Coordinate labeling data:
◇ ◇ ◇ ◇ ◇
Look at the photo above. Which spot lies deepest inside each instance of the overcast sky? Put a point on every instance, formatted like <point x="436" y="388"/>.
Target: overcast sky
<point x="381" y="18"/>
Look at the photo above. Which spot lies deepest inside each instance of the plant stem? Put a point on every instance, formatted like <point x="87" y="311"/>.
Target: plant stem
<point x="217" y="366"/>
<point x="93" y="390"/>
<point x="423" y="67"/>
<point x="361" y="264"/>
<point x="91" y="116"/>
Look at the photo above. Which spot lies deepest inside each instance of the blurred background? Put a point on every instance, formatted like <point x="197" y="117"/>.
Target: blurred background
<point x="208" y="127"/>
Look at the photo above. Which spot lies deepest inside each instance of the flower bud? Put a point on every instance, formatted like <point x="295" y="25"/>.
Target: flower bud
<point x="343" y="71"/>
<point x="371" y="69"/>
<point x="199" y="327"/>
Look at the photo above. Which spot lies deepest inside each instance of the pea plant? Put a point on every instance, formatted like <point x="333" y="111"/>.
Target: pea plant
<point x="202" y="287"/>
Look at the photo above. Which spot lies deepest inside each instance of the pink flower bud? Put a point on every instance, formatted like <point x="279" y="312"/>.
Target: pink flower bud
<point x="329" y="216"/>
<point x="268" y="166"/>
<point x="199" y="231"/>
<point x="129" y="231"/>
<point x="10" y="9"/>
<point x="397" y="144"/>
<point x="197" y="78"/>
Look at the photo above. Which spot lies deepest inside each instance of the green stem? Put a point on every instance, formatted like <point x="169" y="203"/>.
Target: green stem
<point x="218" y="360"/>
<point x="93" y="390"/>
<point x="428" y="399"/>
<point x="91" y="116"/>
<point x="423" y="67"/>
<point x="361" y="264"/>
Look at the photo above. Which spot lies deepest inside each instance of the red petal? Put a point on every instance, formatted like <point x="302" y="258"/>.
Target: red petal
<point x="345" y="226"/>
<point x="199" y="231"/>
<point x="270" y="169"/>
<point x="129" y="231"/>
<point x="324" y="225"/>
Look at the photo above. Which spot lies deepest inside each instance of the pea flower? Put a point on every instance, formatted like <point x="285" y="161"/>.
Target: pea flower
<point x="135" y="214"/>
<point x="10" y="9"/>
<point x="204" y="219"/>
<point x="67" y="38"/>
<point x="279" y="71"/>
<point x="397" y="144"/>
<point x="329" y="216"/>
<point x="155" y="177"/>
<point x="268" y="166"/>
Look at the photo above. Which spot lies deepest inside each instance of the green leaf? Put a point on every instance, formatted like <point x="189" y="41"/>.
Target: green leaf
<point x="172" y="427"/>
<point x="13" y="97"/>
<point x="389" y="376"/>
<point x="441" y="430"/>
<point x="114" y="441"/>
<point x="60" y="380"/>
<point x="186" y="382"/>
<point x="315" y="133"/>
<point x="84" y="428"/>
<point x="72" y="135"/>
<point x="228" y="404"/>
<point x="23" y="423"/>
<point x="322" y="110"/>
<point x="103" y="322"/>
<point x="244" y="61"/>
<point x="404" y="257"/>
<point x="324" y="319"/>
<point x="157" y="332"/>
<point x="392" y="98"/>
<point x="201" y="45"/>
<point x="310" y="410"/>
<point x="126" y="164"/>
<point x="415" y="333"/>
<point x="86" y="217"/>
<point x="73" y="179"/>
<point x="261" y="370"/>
◇ ◇ ◇ ◇ ◇
Task brief: Render every line in the entries above as a numbered list, leaving out any blank lines.

Answer to this problem:
1. Look at the photo above. Which spot lies deepest inside each instance of the overcast sky? Put a point on every instance, formatted like <point x="436" y="388"/>.
2. Target: overcast sky
3. <point x="381" y="18"/>
4. Look at the photo above. Which spot lies deepest inside each instance of the plant stem? Put a point on every instance, formatted like <point x="87" y="311"/>.
5. Target: plant stem
6. <point x="217" y="366"/>
7. <point x="93" y="390"/>
8. <point x="423" y="67"/>
9. <point x="361" y="264"/>
10. <point x="91" y="116"/>
11. Look at the photo above. Which spot lies deepest inside each instance of the blurred background? Put a point on every instance, formatted like <point x="197" y="117"/>.
12. Target: blurred background
13. <point x="208" y="127"/>
14. Look at the photo above. Which spot lies deepest inside each instance of the flower bud? Put a point on every instance, formatted like <point x="295" y="25"/>.
15. Target: flower bud
16. <point x="343" y="71"/>
17. <point x="371" y="69"/>
18. <point x="199" y="327"/>
19. Look at the photo above. Which spot lies deepest inside each instance of the pea plant? Put a point on every instance, formatted like <point x="333" y="111"/>.
20. Target: pea plant
21. <point x="202" y="287"/>
22. Look at the photo above. Which spot lies deepest inside each instance of the pink flower bud? Put a point on every instance, formatted like <point x="279" y="312"/>.
23. Target: pink flower bud
24. <point x="329" y="216"/>
25. <point x="268" y="166"/>
26. <point x="199" y="231"/>
27. <point x="129" y="231"/>
28. <point x="10" y="9"/>
29. <point x="397" y="144"/>
30. <point x="197" y="78"/>
31. Look at the photo above. Which spot lies deepest inside each instance of the green stem? Put a point on every instance, formatted like <point x="169" y="203"/>.
32. Target: green stem
33. <point x="218" y="360"/>
34. <point x="93" y="390"/>
35. <point x="428" y="399"/>
36. <point x="91" y="116"/>
37. <point x="423" y="67"/>
38. <point x="361" y="264"/>
39. Look at the photo above. Which spot lies deepest inside each instance of the red petal? Put a point on every instance, formatted like <point x="302" y="258"/>.
40. Target: red petal
41. <point x="345" y="226"/>
42. <point x="199" y="231"/>
43. <point x="270" y="169"/>
44. <point x="129" y="231"/>
45. <point x="324" y="225"/>
46. Look at the photo above. Which spot lies deepest inside each instance of the pea flower? Put a point on every instance, formatted like <point x="285" y="161"/>.
47. Target: pea flower
48. <point x="135" y="214"/>
49. <point x="10" y="9"/>
50. <point x="204" y="219"/>
51. <point x="67" y="38"/>
52. <point x="279" y="71"/>
53. <point x="397" y="144"/>
54. <point x="329" y="216"/>
55. <point x="155" y="177"/>
56. <point x="268" y="166"/>
57. Look at the photo above. Which spot lies deepest inside each instance of the green leaf? Put a point on every instance, formatted like <point x="189" y="41"/>.
58. Target: green leaf
59. <point x="172" y="427"/>
60. <point x="13" y="97"/>
61. <point x="389" y="376"/>
62. <point x="441" y="430"/>
63. <point x="114" y="441"/>
64. <point x="60" y="380"/>
65. <point x="186" y="382"/>
66. <point x="315" y="133"/>
67. <point x="84" y="428"/>
68. <point x="72" y="135"/>
69. <point x="228" y="404"/>
70. <point x="23" y="423"/>
71. <point x="322" y="110"/>
72. <point x="103" y="322"/>
73. <point x="244" y="61"/>
74. <point x="404" y="257"/>
75. <point x="324" y="319"/>
76. <point x="157" y="332"/>
77. <point x="392" y="98"/>
78. <point x="201" y="45"/>
79. <point x="310" y="410"/>
80. <point x="126" y="164"/>
81. <point x="415" y="333"/>
82. <point x="86" y="217"/>
83. <point x="73" y="179"/>
84. <point x="261" y="370"/>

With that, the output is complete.